Without the images, write out the whole listing exactly.

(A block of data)
start
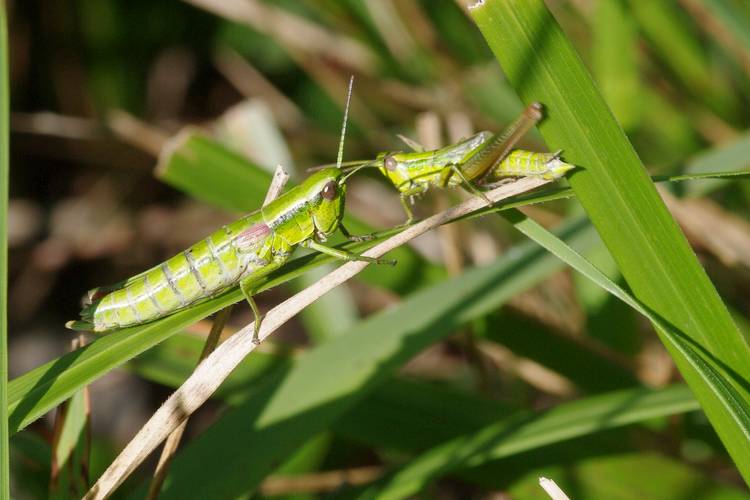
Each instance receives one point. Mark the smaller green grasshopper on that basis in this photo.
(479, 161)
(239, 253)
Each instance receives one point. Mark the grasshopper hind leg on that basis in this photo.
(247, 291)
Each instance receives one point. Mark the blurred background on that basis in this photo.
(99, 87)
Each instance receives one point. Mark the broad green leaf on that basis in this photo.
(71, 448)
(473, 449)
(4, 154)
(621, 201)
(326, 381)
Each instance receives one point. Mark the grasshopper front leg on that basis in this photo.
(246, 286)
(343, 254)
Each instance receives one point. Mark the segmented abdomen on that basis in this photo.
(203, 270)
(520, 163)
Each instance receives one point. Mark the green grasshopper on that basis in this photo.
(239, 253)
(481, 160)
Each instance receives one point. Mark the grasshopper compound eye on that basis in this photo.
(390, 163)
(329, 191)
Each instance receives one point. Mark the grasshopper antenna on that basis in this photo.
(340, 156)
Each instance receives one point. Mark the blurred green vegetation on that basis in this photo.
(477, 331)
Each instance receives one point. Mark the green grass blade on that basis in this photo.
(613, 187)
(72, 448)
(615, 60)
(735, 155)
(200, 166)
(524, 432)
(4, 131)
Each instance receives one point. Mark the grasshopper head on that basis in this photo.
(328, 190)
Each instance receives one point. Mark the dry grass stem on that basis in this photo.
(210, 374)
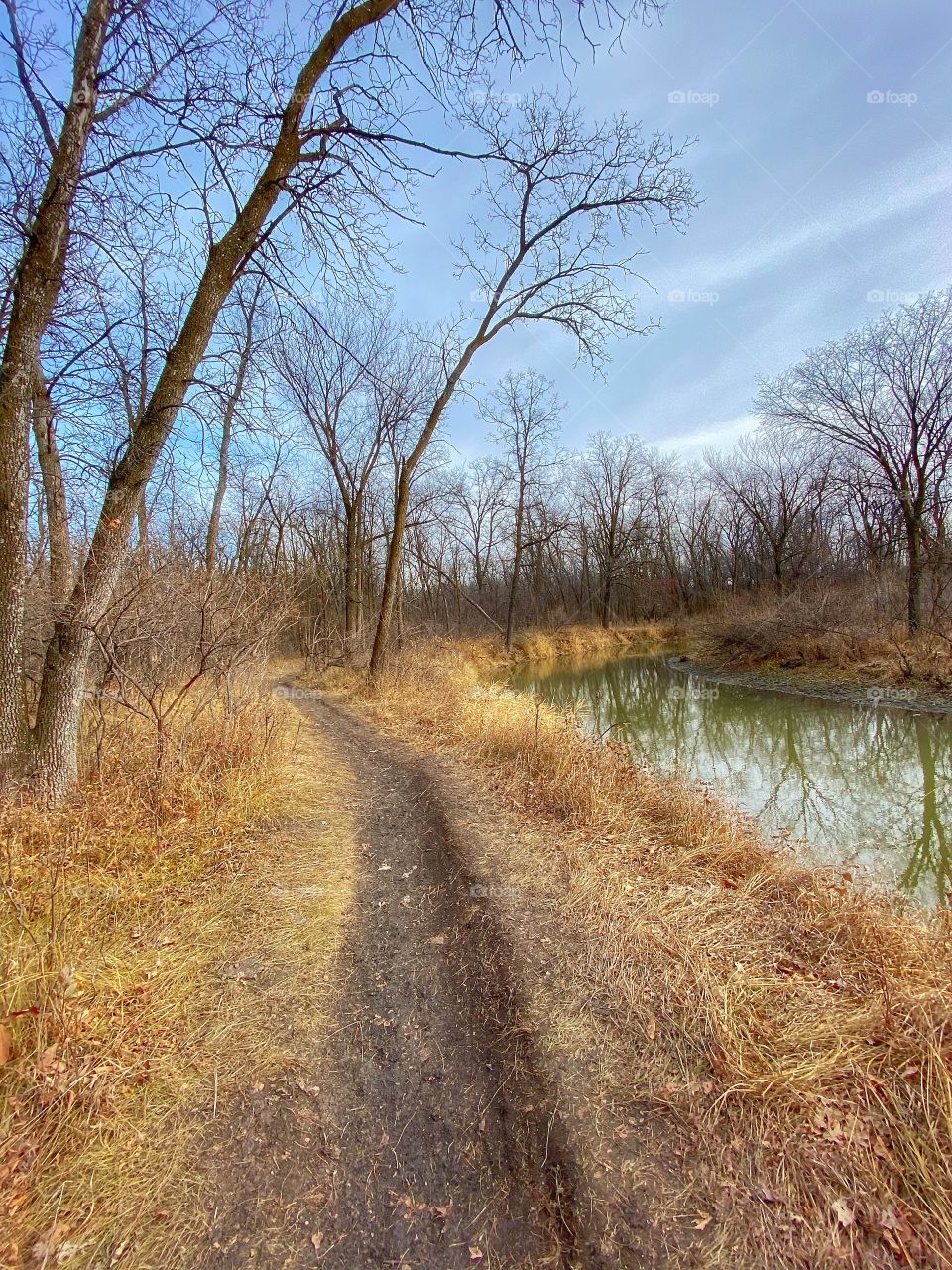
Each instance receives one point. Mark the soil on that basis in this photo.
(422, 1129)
end
▶ [Correct response]
Each instance receives one point. Mark the smaller green grasshopper on that basis in this photo.
(479, 161)
(239, 253)
Each instance receives one point. Mark the grasshopper hind leg on that basis in this photo.
(247, 291)
Each instance receives one point. Mark the blurred background on that basis in this photo.
(99, 87)
Each instance receives one point. Mark the broad green leaf on that basis in this photo.
(71, 448)
(473, 449)
(4, 154)
(621, 201)
(326, 381)
Each instance receives one point. Mark the grasshopper front leg on that basis in this photo.
(246, 286)
(343, 254)
Each instance receives one point. Mark the segmented abdomen on that basis in this photo.
(203, 270)
(520, 163)
Each instance receives one point. Mark the green grasshopper on that basis in this photo.
(239, 253)
(481, 160)
Each instance receives one point. Mark the grasshopper compound eye on that basis in this photo.
(390, 163)
(329, 191)
Each instance receives one point. Mark the grasshopper antenna on that basis in this photo.
(340, 156)
Each instance receives one point. Mark the blurred green vegetation on that basis in this photo.
(477, 331)
Each instance receives one point. Mark the green grass blade on that basis in this photo.
(613, 187)
(72, 448)
(615, 60)
(735, 155)
(200, 166)
(524, 432)
(4, 131)
Each instance receives one point. Mark the grasshopper head on that basis in this photo.
(328, 190)
Each instance receives one point. Mark the dry grass stem on that basis in this photo.
(210, 374)
Each instance receives one point. Mark the soil on that basis in this photo.
(422, 1129)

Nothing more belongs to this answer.